**Excerpted passage:**
·····

# I seem to collect skinny red horses. another New horse.



## texasgal (Jul 25, 2008)

Good Lord.. Bless her.. Bless YOU.

(and off topic .. I drove through Milano Friday on my way to Rockdale.. )


----------



## Janna (Apr 19, 2012)

That's awesome! 
Do you live around here? (Milam county? )
Always cool to meet people around here


----------



## texasgal (Jul 25, 2008)

I'm actually in Montgomery County. Drove up your way Friday to purchase a saddle from a girl in Rockdale.

It was an hour and a half up there.


----------



## Saddlebag (Jan 17, 2011)

Don't deworm her just yet. And feed only hay or dampened hay pellets/cubes until the vet has seen her. Over do it and she may die because the system goes in to shock. Just grass hay, no alfalfa. Even a little year old hay if you have it.


----------



## EponaLynn (Jul 16, 2013)

Janna said:


> She's a super super gentle, broke, been there, done that Mare. Registered arabian.


Wow some people are SO disgusting, so glad you rescued her!

How do you know that about her? I know you couldn't have ridden her to find that out.


----------



## gingerscout (Jan 18, 2012)

EponaLynn said:


> Wow some people are SO disgusting, so glad you rescued her!
> 
> How do you know that about her? I know you couldn't have ridden her to find that out.


at least I hope the poor girl wasn't ridden like that.. she sure needs some love.. glad you rescued her.. but some of the well broke horses turn nuts once they get fed and up to weight.. so being told that she is well broke been there done that.. will probably need to wait to be seen


----------



## Janna (Apr 19, 2012)

Ummm. Maybe because I knew the horse when she was younger and healthy?


Question any thing. Even when someone's trying to do good.


----------



## stevenson (Sep 12, 2011)

alfalfa wont hurt a starved horse. i would start the hay , build her up some, then do her teeth then deworm. Also senior feed is a good feed for starved hroses, easy to digest and chew, you can water and electrolytes to get her hydrated good. 
sounds like you have fed up more than one horse. Best of luck and hope she gets healthy soon.


----------



## natisha (Jan 11, 2011)

Thank you for helping this poor horse.

Yes, hold off on the deworming for now.


----------



## Janna (Apr 19, 2012)

Day light pic.


----------



## SueNH (Nov 7, 2011)

oooh! poor little girl.
Thanks for saving her.


----------



## sunnyone (Sep 4, 2014)

How disgusting and sad to neglect a horse like that. Look forward to seeing her and the colt down the road.


----------



## Janna (Apr 19, 2012)

Happy horse.


----------



## Ashleysmardigrasgirl (Jun 28, 2012)

She looks so sweet and kind so heatwarming to see her being loved on.


----------



## GreySorrel (Mar 5, 2012)

Good for you for giving this cutie pie a soft place to land. Some great advice on the feeding and hay. She is going to be nice and pretty once she gets some weight on her. I would caution you using a metal curry comb on her being so skinny, a rubber one and then in circles may be better.

OP, don't take offense to people questioning you. Many of us have seen so much that we just go on alert. Instead of being prickly, answer truthfully and honest, nothing wrong with that.


----------



## Janna (Apr 19, 2012)

·····

**Problems:**
(A) From the horse rescue thread, reproduce word for word everything from "That's awesome!" down to "girl in Rockdale.".
(B) In the horse rescue thread, what does GreySorrel suggest using on the skinny mare in place of a metal curry comb?
You won't need the records for anything here.

**Location identification items:**
·····

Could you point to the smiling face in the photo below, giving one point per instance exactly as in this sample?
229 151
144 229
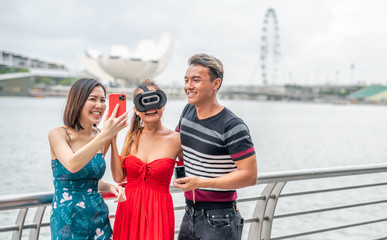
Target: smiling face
94 107
152 115
198 86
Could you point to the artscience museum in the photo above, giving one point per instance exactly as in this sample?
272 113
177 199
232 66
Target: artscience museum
122 67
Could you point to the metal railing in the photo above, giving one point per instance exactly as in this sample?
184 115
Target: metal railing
262 219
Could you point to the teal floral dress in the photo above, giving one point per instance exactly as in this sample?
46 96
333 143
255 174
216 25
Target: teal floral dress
78 209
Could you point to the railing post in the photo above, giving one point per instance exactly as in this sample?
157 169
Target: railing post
34 233
264 212
21 217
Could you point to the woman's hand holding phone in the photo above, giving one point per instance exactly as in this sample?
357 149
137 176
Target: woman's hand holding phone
112 125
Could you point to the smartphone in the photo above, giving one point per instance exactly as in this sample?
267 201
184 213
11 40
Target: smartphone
180 172
115 98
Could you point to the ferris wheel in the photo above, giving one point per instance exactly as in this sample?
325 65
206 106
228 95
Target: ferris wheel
270 44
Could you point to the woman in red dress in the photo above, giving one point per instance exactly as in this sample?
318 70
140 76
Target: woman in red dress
148 159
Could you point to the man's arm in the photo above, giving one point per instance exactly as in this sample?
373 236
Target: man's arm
246 175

·····

**In response:**
(A)
That's awesome! 
Do you live around here? (Milam county? )
Always cool to meet people around here


----------



## texasgal (Jul 25, 2008)

I'm actually in Montgomery County. Drove up your way Friday to purchase a saddle from a girl in Rockdale.

(B) A rubber curry comb, used in circles.